_Task list_
1. In the therapist profile, which therapy approach most strongly influences the therapist's work?
2. According to the therapist profile, in which areas has the therapist completed additional training? List every one.

“I work with teens and adults who find it easy to show compassion to others but struggle to show themselves the same level of kindness.”
What was your path to becoming a therapist?
My approach is deeply influenced by cognitive behavioral therapy (CBT), which can help you understand and replace negative thought patterns and action cycles. I’ve completed additional training in the areas of grief and loss, perfectionism, school-related issues for adolescents, exposure and response prevention, and addiction.
What should someone know about working with you?
I work with teens and adults who find it easy to show compassion to others but struggle to show themselves the same level of kindness. They are often helpers, perfectionists, people-pleasers, highly sensitive people, and over-thinkers.
What are you most excited about within the evolving mental health landscape?
I am passionate about the evolving world of mental health, including the emphasis on neurodiversity and reducing the stigma of mental health conditions and treatment. Neurodiversity speaks to the variation in neurological functioning in the human brain. As a therapist, I recognize that there are neural and biological differences and not every brain works the same. There are different ways of perceiving the world, different capacities to reason and think critically, and various sensitivities to environmental stimuli. I aim to help my clients develop a better understanding of their symptoms, including the unique abilities and challenges they present, and identify the skills and strategies needed to build upon the strengths that are already there.
“They are often helpers, perfectionists, people-pleasers, highly sensitive people, and over-thinkers.”

_Information supplied_

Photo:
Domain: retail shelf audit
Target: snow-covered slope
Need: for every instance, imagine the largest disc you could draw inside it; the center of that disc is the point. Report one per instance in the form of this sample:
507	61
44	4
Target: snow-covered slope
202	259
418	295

_Answers_
1. Cognitive behavioral therapy (CBT)

2.
- Grief and loss
- Perfectionism
- School-related issues for adolescents
- Exposure and response prevention
- Addiction